[start Record list]
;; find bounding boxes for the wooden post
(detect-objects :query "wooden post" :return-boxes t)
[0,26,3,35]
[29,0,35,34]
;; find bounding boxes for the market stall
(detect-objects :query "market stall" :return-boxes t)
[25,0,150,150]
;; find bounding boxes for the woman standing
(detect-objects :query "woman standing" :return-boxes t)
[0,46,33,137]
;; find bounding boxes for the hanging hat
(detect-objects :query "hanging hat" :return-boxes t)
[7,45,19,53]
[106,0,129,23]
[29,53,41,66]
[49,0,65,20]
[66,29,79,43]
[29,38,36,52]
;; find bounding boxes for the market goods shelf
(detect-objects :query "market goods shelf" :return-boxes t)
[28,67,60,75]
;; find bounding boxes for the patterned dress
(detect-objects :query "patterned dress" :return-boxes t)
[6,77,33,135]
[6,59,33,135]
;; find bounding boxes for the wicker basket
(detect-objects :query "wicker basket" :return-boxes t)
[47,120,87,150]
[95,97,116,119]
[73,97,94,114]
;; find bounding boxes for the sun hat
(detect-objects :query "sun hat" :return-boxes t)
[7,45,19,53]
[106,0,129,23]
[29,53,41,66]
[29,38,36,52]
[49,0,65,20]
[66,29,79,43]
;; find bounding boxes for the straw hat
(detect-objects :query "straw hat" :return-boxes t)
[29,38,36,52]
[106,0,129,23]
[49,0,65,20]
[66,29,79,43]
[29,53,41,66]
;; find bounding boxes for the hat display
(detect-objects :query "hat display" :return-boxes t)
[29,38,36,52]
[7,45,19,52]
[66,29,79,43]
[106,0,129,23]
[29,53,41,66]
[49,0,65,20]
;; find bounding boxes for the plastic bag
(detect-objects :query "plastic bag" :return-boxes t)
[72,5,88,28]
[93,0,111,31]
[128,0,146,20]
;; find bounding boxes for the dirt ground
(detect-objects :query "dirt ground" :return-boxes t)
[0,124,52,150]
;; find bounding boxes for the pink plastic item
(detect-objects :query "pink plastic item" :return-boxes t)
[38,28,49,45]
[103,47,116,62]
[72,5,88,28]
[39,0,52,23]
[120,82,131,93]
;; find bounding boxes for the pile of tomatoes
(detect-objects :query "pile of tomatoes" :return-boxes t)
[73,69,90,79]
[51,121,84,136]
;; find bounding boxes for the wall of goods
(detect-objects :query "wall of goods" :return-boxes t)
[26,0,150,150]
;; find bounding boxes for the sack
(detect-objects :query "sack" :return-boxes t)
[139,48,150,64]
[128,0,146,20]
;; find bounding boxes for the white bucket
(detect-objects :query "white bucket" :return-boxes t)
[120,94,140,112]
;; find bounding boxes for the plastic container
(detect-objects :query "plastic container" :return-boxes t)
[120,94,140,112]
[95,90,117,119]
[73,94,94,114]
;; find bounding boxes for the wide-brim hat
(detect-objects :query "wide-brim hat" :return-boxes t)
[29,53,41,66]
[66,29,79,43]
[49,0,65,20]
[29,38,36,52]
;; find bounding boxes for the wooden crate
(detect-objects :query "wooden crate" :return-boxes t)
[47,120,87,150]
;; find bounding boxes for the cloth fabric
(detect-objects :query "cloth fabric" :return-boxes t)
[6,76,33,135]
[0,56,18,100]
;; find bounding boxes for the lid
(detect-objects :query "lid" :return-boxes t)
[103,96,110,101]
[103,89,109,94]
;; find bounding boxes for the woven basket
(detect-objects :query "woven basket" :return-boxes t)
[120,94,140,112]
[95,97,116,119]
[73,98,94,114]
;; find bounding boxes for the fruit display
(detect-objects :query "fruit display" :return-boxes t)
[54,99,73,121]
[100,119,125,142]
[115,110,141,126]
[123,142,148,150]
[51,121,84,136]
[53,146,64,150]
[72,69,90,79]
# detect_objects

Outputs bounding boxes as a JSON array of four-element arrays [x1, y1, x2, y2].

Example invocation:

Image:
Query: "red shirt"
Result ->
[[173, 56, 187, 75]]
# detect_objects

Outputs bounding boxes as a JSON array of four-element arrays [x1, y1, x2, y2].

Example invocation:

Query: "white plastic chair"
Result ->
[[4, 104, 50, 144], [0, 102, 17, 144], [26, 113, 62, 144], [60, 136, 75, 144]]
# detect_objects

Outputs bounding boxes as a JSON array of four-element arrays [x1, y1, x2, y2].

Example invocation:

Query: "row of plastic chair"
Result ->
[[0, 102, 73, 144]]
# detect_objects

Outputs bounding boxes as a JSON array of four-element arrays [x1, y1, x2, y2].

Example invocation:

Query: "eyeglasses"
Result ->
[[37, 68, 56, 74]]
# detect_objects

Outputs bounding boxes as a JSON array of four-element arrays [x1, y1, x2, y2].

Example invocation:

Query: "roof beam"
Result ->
[end Record list]
Description of the task:
Repeat all of the records above word for word, changing nothing.

Completed task:
;; find bounding boxes for the wooden post
(detect-objects :query "wooden post" :return-boxes t)
[0,26,3,35]
[29,0,35,34]
;; find bounding boxes for the market stall
(detect-objects :query "market stall" :return-boxes t)
[25,0,150,150]
;; find bounding boxes for the woman standing
(detect-objects :query "woman standing" :return-boxes t)
[0,46,33,137]
;; find bounding boxes for the hanging hat
(detect-objects :query "hanging hat" :return-boxes t)
[7,45,19,53]
[106,0,129,23]
[29,53,41,66]
[49,0,65,20]
[66,29,79,43]
[29,38,36,52]
;; find bounding boxes for the market goods shelf
(detect-objects :query "market goods shelf" :return-boxes t)
[28,67,60,75]
;; find bounding boxes for the patterned dress
(detect-objects :query "patterned dress" :return-boxes t)
[6,77,33,135]
[6,59,33,135]
;; find bounding boxes for the wicker basket
(detect-objects :query "wicker basket" :return-boxes t)
[47,120,87,150]
[95,97,116,119]
[73,97,94,114]
;; find bounding boxes for the sun hat
(detect-objects :query "sun hat" :return-boxes t)
[7,45,19,53]
[106,0,129,23]
[29,53,41,66]
[29,38,36,52]
[49,0,65,20]
[66,29,79,43]
;; find bounding boxes for the straw hat
(detect-objects :query "straw hat" :return-boxes t)
[29,38,36,52]
[106,0,129,23]
[49,0,65,20]
[66,29,79,43]
[29,53,41,66]
;; find bounding boxes for the hat display
(detect-objects :query "hat display" :return-boxes t)
[29,38,36,52]
[7,45,19,52]
[66,29,79,43]
[106,0,129,23]
[29,53,41,66]
[49,0,65,20]
;; find bounding boxes for the plastic bag
(detect-objects :query "plastic bag" :return-boxes t)
[72,5,88,28]
[93,0,111,31]
[128,0,146,20]
;; find bounding boxes for the dirt ground
(detect-objects :query "dirt ground" :return-boxes t)
[0,124,52,150]
;; find bounding boxes for the pink plastic item
(detect-objects :query "pink plastic item" :return-boxes t)
[38,28,49,45]
[103,47,116,62]
[72,5,88,28]
[39,0,52,23]
[120,82,131,93]
;; find bounding boxes for the pile of tomatoes
(detect-objects :query "pile of tomatoes" :return-boxes t)
[73,69,90,79]
[51,121,84,136]
;; find bounding boxes for the wall of goods
(detect-objects :query "wall of goods" :return-boxes t)
[26,0,150,150]
;; find bounding boxes for the sack
(detect-objects :query "sack" :return-boxes t)
[139,48,150,64]
[128,0,146,20]
;; find bounding boxes for the white bucket
(detect-objects :query "white bucket" :return-boxes t)
[120,94,140,112]
;; find bounding boxes for the plastic container
(detect-objects :query "plastic container" :return-boxes t)
[120,94,140,112]
[95,90,117,119]
[73,94,94,114]
;; find bounding boxes for the wide-brim hat
(detect-objects :query "wide-brim hat" :return-boxes t)
[29,53,41,66]
[66,29,79,43]
[49,0,65,20]
[29,38,36,52]
;; find bounding boxes for the wooden crate
(detect-objects :query "wooden crate" :return-boxes t)
[47,120,87,150]
;; find bounding boxes for the cloth fabric
(detect-objects :query "cloth fabric" :return-boxes t)
[6,76,33,135]
[0,56,18,100]
;; find bounding boxes for the lid
(detect-objects :query "lid" :return-boxes t)
[103,96,110,101]
[103,89,109,94]
;; find bounding boxes for the woven basket
(detect-objects :query "woven basket" :return-boxes t)
[120,94,140,112]
[95,97,116,119]
[73,98,94,114]
;; find bounding boxes for the fruit display
(detect-objects :query "fruit display" :return-boxes t)
[54,99,73,121]
[100,119,125,142]
[115,110,141,126]
[123,142,148,150]
[51,121,84,136]
[53,146,64,150]
[72,69,90,79]
# detect_objects

Outputs bounding boxes as a JSON array of four-element arrays [x1, y1, x2, y2].

Example invocation:

Image:
Query: "red shirt"
Result ->
[[173, 56, 187, 75]]
# detect_objects

Outputs bounding boxes as a JSON array of four-element arrays [x1, y1, x2, y2].

Example invocation:

Query: "white plastic chair"
Result ->
[[4, 104, 50, 144], [0, 102, 17, 144], [26, 113, 62, 144], [60, 136, 75, 144]]
# detect_objects

Outputs bounding boxes as a JSON array of four-element arrays [x1, y1, x2, y2].

Example invocation:

Query: "row of plastic chair"
Result ->
[[0, 102, 73, 144]]
# detect_objects

Outputs bounding boxes as a JSON array of four-element arrays [x1, y1, x2, y2].

Example invocation:

Query: "eyeglasses"
Result ->
[[37, 68, 56, 74]]
# detect_objects

Outputs bounding boxes as a JSON array of four-element arrays [x1, y1, x2, y2].

Example invocation:

Query: "roof beam"
Result ->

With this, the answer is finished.